▶ INFORMATION GIVEN
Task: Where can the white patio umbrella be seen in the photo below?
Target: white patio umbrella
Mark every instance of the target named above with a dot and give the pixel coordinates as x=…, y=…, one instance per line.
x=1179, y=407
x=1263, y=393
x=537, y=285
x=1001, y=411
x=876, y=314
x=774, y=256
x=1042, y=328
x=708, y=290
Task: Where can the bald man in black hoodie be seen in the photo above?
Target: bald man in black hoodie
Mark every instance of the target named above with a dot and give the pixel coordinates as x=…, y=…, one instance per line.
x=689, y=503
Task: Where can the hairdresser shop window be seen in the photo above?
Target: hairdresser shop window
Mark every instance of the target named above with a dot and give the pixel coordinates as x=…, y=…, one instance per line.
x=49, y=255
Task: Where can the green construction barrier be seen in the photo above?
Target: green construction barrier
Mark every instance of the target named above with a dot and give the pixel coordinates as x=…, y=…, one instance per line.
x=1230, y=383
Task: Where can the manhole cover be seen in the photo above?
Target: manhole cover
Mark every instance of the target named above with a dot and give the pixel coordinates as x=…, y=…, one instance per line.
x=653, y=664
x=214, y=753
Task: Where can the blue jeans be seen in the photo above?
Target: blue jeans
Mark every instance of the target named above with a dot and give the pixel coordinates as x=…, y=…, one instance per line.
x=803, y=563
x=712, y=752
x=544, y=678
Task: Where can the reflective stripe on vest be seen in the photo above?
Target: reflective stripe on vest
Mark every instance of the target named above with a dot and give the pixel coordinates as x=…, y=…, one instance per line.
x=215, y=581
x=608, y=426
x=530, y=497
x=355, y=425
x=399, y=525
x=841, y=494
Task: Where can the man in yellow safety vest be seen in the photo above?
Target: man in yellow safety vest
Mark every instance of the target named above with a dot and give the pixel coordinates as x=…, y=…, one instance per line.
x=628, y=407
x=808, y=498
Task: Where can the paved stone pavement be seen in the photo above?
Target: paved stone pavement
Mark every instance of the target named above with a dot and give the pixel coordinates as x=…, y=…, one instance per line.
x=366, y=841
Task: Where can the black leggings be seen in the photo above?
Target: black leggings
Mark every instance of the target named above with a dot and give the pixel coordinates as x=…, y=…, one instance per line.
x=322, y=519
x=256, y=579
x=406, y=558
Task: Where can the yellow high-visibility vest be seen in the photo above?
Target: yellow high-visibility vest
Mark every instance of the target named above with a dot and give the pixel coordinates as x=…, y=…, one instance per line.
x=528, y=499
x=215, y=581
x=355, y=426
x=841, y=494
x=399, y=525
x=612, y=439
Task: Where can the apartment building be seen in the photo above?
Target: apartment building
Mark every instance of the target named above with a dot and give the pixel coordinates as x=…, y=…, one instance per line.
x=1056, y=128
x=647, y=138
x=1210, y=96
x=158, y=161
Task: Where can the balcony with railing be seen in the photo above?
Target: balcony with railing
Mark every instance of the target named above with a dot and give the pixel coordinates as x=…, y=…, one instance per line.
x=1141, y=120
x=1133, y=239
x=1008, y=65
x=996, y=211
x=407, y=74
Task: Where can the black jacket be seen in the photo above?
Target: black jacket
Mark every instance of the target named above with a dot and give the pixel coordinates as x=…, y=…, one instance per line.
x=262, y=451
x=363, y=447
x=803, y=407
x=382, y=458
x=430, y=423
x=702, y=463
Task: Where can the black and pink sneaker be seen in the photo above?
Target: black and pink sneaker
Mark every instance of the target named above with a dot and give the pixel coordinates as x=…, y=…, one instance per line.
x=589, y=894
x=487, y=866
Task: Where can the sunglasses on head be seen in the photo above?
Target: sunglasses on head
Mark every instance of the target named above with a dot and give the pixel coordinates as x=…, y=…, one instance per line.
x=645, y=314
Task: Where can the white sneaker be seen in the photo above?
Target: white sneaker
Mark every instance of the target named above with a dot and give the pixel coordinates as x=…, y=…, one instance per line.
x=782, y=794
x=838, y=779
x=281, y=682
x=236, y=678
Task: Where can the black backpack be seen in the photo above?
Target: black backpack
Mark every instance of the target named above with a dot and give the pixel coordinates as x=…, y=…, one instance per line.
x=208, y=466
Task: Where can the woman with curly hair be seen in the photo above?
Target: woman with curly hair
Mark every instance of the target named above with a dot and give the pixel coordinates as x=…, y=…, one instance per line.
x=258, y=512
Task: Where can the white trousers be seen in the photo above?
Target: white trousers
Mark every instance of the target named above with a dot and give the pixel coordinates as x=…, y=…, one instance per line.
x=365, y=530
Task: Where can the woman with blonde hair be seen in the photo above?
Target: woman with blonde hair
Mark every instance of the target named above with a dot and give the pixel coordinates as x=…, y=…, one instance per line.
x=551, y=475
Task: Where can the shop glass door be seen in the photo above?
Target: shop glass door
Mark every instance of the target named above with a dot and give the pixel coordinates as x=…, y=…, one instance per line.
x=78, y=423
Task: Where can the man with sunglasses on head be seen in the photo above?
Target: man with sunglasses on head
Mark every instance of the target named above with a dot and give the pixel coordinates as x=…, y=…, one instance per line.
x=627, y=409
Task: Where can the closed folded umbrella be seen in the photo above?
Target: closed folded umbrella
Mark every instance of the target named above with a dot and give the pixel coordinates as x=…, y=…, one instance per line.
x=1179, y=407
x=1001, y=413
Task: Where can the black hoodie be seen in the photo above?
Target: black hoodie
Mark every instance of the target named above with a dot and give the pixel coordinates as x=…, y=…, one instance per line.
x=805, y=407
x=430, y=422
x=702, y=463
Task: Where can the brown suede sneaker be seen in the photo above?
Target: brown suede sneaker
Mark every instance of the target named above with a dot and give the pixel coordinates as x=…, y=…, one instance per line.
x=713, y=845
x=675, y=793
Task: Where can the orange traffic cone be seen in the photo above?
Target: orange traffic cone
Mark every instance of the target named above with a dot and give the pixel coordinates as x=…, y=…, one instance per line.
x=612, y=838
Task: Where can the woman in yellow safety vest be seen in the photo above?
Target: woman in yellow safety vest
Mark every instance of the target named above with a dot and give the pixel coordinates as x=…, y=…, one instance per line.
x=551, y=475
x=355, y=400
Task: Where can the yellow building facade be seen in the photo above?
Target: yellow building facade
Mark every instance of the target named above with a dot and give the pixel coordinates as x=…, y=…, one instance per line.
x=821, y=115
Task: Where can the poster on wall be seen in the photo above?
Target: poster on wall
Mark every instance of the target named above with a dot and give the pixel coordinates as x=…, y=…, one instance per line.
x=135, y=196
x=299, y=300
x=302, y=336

▶ EXERCISE PROMPT
Beginning with the line that holds "Target: poster on wall" and ending with the last line of the listing, output every line exactly. Leave out everything else.

▶ ANSWER SECTION
Target: poster on wall
Mark every instance of the target named above with a dot and give the pixel coordinates as x=…, y=…, one instance per line.
x=135, y=196
x=299, y=300
x=302, y=336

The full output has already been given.